● **AIM**
Reproduce the stretch of the records from their start through the line containing "top-left (0, 0), bottom-right (576, 352)", word for word. Leave the pictures out of your answer.

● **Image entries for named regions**
* * *

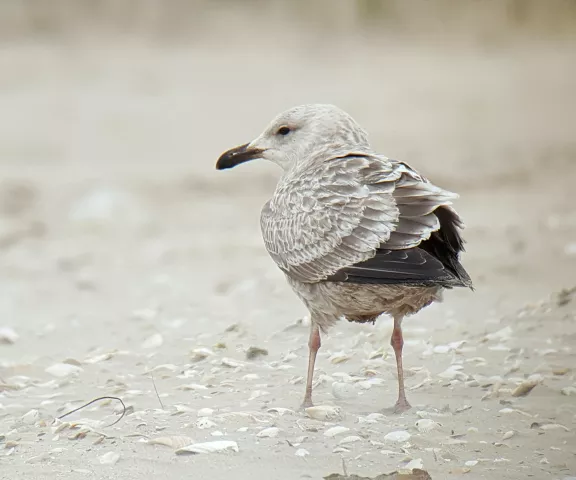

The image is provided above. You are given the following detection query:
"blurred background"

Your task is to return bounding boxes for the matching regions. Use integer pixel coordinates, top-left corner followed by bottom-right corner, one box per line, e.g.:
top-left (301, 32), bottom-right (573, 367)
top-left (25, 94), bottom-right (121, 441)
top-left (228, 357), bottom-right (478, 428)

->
top-left (0, 0), bottom-right (576, 348)
top-left (0, 0), bottom-right (576, 479)
top-left (0, 0), bottom-right (576, 352)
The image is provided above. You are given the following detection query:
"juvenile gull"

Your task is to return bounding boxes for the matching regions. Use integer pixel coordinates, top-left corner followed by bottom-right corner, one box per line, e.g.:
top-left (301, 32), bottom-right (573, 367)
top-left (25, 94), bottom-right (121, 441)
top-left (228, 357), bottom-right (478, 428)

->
top-left (216, 105), bottom-right (472, 412)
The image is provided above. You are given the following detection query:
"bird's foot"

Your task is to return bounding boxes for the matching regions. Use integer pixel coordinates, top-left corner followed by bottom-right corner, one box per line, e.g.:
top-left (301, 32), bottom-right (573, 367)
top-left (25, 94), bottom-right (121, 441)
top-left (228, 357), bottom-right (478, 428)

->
top-left (393, 400), bottom-right (412, 414)
top-left (380, 400), bottom-right (412, 415)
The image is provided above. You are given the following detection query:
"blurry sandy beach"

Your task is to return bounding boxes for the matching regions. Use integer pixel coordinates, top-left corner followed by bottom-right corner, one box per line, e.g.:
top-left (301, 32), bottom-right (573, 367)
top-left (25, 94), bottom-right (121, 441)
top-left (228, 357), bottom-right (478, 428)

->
top-left (0, 0), bottom-right (576, 480)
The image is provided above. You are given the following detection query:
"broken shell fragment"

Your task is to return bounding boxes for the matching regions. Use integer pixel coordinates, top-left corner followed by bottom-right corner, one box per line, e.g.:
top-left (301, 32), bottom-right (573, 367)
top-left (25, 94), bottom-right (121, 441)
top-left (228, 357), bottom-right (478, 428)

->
top-left (176, 440), bottom-right (239, 455)
top-left (305, 405), bottom-right (344, 421)
top-left (384, 430), bottom-right (411, 442)
top-left (146, 435), bottom-right (194, 450)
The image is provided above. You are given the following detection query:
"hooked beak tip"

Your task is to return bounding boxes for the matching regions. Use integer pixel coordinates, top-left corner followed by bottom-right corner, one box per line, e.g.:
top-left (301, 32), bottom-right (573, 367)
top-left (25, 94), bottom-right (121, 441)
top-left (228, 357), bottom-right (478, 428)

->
top-left (216, 143), bottom-right (264, 170)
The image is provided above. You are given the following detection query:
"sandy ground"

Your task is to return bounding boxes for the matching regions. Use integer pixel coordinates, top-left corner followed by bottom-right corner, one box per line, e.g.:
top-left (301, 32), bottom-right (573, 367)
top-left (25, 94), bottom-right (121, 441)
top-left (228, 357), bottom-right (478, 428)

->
top-left (0, 24), bottom-right (576, 480)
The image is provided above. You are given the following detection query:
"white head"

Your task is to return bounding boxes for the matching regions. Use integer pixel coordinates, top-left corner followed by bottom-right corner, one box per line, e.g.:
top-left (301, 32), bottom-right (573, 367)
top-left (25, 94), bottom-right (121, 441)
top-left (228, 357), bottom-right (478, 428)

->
top-left (216, 104), bottom-right (369, 171)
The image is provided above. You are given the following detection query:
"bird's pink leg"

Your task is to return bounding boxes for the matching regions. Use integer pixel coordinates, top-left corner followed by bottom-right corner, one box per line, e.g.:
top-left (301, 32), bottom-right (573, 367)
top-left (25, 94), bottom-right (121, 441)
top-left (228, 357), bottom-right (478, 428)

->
top-left (390, 317), bottom-right (412, 413)
top-left (302, 322), bottom-right (321, 408)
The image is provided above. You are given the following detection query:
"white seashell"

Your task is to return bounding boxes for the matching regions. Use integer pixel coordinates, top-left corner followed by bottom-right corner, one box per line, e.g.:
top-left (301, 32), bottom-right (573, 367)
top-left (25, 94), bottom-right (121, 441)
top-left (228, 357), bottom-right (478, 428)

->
top-left (332, 446), bottom-right (350, 453)
top-left (45, 363), bottom-right (82, 378)
top-left (190, 347), bottom-right (214, 362)
top-left (268, 407), bottom-right (295, 417)
top-left (484, 326), bottom-right (514, 341)
top-left (416, 418), bottom-right (440, 433)
top-left (98, 452), bottom-right (120, 465)
top-left (380, 450), bottom-right (400, 455)
top-left (196, 417), bottom-right (217, 430)
top-left (502, 430), bottom-right (514, 440)
top-left (305, 405), bottom-right (344, 421)
top-left (220, 357), bottom-right (244, 368)
top-left (196, 408), bottom-right (214, 417)
top-left (384, 430), bottom-right (412, 442)
top-left (0, 327), bottom-right (19, 345)
top-left (454, 405), bottom-right (472, 413)
top-left (178, 383), bottom-right (208, 392)
top-left (402, 458), bottom-right (424, 472)
top-left (84, 352), bottom-right (115, 365)
top-left (146, 435), bottom-right (194, 450)
top-left (248, 390), bottom-right (270, 400)
top-left (324, 425), bottom-right (350, 437)
top-left (332, 382), bottom-right (358, 400)
top-left (338, 435), bottom-right (362, 445)
top-left (176, 440), bottom-right (239, 455)
top-left (21, 409), bottom-right (40, 425)
top-left (432, 345), bottom-right (452, 353)
top-left (294, 448), bottom-right (310, 457)
top-left (512, 375), bottom-right (543, 397)
top-left (328, 352), bottom-right (352, 365)
top-left (438, 365), bottom-right (468, 381)
top-left (256, 427), bottom-right (280, 438)
top-left (142, 333), bottom-right (164, 348)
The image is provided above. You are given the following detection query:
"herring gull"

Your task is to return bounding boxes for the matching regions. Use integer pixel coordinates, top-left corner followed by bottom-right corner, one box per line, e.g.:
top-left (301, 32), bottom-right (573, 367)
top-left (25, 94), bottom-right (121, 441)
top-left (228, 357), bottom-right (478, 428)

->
top-left (216, 105), bottom-right (472, 412)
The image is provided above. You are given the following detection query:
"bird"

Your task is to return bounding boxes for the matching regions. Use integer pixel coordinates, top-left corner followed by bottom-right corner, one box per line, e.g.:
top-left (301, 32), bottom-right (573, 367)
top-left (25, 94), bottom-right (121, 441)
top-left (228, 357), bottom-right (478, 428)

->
top-left (216, 104), bottom-right (473, 413)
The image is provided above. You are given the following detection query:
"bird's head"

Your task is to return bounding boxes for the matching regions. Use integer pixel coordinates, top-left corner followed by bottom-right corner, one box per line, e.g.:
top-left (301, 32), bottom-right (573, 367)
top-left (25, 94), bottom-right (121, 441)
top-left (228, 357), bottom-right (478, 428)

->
top-left (216, 105), bottom-right (369, 171)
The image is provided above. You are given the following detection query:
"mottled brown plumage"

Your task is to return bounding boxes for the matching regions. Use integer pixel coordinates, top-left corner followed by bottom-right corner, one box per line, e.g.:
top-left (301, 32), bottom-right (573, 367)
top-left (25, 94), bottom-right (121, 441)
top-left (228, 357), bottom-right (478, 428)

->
top-left (217, 105), bottom-right (471, 411)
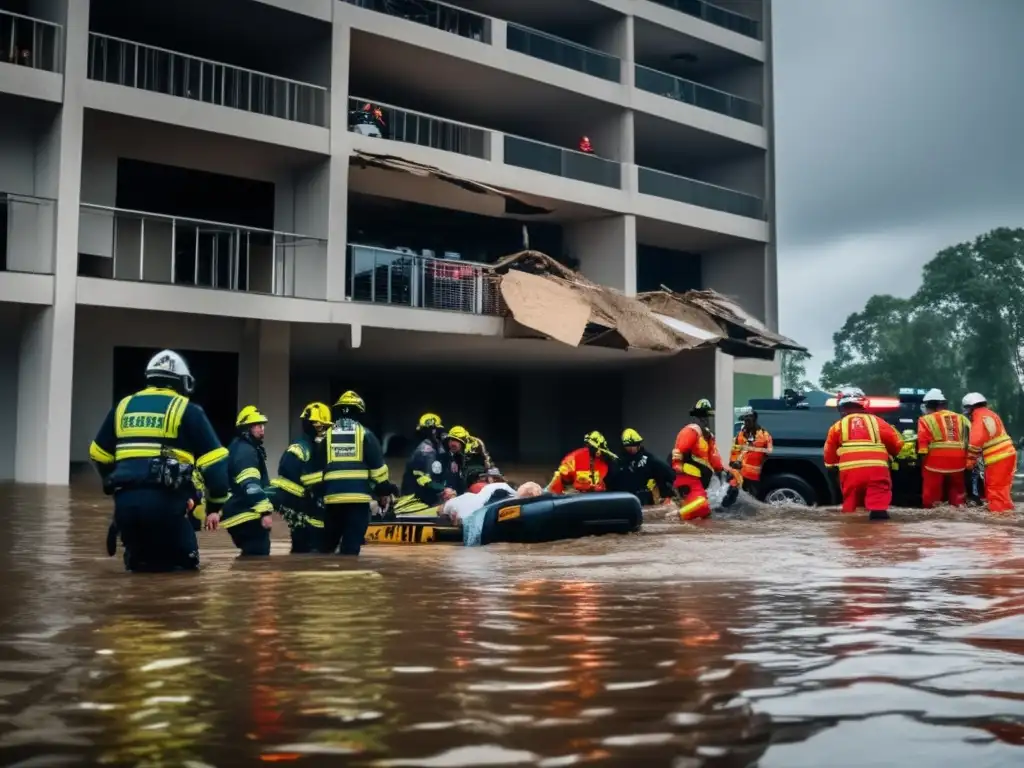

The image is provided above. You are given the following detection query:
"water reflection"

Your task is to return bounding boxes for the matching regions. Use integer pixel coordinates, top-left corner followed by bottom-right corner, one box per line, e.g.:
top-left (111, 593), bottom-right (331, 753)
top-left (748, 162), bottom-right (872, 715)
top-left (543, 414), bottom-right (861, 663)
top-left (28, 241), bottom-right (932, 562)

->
top-left (0, 489), bottom-right (1024, 768)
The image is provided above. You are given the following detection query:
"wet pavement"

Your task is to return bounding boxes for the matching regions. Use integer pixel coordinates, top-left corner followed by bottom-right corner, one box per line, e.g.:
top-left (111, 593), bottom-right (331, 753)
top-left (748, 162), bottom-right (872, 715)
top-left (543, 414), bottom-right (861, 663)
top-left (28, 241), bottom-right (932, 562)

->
top-left (0, 486), bottom-right (1024, 768)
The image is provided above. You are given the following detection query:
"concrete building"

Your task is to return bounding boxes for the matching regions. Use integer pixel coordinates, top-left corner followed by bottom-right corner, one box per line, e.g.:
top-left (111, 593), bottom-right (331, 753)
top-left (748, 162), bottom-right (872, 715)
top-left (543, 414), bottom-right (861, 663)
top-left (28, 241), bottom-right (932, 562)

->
top-left (0, 0), bottom-right (777, 484)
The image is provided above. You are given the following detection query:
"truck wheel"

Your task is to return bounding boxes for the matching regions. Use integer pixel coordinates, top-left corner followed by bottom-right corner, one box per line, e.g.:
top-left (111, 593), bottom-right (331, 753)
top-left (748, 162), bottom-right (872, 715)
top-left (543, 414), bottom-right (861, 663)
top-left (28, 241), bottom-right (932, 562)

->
top-left (761, 474), bottom-right (818, 507)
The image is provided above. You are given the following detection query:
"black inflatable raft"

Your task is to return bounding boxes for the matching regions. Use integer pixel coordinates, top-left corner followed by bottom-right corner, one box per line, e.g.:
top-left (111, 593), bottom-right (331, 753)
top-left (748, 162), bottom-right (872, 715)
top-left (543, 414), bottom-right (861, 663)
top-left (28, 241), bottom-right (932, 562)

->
top-left (366, 493), bottom-right (643, 545)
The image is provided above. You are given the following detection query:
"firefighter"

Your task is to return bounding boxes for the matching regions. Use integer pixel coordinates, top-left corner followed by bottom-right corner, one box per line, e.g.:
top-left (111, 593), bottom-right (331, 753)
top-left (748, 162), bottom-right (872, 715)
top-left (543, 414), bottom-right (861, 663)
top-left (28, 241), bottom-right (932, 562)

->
top-left (220, 406), bottom-right (273, 557)
top-left (964, 392), bottom-right (1017, 512)
top-left (270, 402), bottom-right (334, 555)
top-left (89, 349), bottom-right (227, 571)
top-left (824, 387), bottom-right (903, 520)
top-left (672, 397), bottom-right (729, 520)
top-left (918, 389), bottom-right (971, 509)
top-left (729, 409), bottom-right (773, 499)
top-left (547, 431), bottom-right (616, 494)
top-left (322, 392), bottom-right (391, 555)
top-left (608, 429), bottom-right (676, 507)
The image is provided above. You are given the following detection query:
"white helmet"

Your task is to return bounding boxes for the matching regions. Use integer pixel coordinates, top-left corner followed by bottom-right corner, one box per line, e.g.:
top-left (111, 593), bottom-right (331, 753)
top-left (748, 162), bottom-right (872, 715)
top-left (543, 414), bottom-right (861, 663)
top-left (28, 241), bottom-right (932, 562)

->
top-left (145, 349), bottom-right (196, 394)
top-left (962, 392), bottom-right (988, 408)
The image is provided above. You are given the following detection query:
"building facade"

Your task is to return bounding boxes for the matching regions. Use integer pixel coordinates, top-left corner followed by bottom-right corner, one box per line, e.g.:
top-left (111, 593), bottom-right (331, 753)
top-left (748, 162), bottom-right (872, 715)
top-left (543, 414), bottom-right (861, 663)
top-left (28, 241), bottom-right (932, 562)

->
top-left (0, 0), bottom-right (777, 484)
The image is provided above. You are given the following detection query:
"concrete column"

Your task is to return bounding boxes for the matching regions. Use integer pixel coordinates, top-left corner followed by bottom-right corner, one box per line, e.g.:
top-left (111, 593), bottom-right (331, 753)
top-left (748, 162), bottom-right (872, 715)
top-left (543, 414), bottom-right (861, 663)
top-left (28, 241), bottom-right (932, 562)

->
top-left (239, 319), bottom-right (293, 462)
top-left (565, 215), bottom-right (637, 296)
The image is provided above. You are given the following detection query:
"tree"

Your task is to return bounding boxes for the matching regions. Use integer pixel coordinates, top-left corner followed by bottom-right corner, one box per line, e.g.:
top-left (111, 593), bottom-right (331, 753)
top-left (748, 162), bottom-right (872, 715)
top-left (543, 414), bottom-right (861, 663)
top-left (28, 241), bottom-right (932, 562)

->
top-left (779, 349), bottom-right (814, 392)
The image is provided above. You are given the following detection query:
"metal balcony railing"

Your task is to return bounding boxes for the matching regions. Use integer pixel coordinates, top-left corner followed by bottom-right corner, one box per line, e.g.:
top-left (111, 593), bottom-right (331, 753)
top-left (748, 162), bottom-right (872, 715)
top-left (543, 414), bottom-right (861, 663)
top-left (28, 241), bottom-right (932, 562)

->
top-left (636, 65), bottom-right (764, 125)
top-left (653, 0), bottom-right (761, 40)
top-left (347, 0), bottom-right (490, 45)
top-left (637, 168), bottom-right (765, 219)
top-left (0, 10), bottom-right (63, 73)
top-left (0, 191), bottom-right (56, 274)
top-left (348, 96), bottom-right (490, 160)
top-left (88, 32), bottom-right (330, 128)
top-left (506, 23), bottom-right (622, 83)
top-left (79, 204), bottom-right (327, 299)
top-left (505, 134), bottom-right (622, 189)
top-left (346, 244), bottom-right (501, 315)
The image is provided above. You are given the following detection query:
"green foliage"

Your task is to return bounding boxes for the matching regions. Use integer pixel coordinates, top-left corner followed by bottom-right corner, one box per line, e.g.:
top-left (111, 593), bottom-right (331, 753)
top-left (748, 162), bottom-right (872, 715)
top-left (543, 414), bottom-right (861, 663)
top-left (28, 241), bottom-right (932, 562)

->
top-left (821, 228), bottom-right (1024, 428)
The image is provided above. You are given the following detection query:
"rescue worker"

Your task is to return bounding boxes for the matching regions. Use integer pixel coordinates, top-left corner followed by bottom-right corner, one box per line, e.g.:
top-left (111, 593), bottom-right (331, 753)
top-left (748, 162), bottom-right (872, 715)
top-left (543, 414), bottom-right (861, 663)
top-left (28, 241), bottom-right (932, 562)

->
top-left (89, 349), bottom-right (227, 571)
top-left (546, 431), bottom-right (616, 494)
top-left (607, 429), bottom-right (676, 507)
top-left (270, 402), bottom-right (334, 555)
top-left (323, 391), bottom-right (392, 555)
top-left (729, 409), bottom-right (773, 499)
top-left (964, 392), bottom-right (1017, 512)
top-left (672, 397), bottom-right (729, 520)
top-left (220, 406), bottom-right (273, 557)
top-left (824, 387), bottom-right (903, 520)
top-left (918, 389), bottom-right (971, 509)
top-left (395, 414), bottom-right (456, 512)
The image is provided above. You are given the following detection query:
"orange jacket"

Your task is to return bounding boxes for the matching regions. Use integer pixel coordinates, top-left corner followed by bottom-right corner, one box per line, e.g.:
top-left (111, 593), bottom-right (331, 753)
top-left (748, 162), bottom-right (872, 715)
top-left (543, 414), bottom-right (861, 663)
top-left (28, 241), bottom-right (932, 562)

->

* * *

● **ANSWER IN FULL**
The image is provided above. You are given the following detection query:
"blurred background"

Your task is to return bounding boxes for the matching regions. Use integer pixel coordinates, top-left corner followed by bottom-right corner, one box per line, e.g.:
top-left (301, 32), bottom-right (573, 367)
top-left (25, 94), bottom-right (121, 441)
top-left (228, 357), bottom-right (478, 428)

->
top-left (0, 0), bottom-right (576, 348)
top-left (0, 0), bottom-right (576, 479)
top-left (0, 0), bottom-right (576, 352)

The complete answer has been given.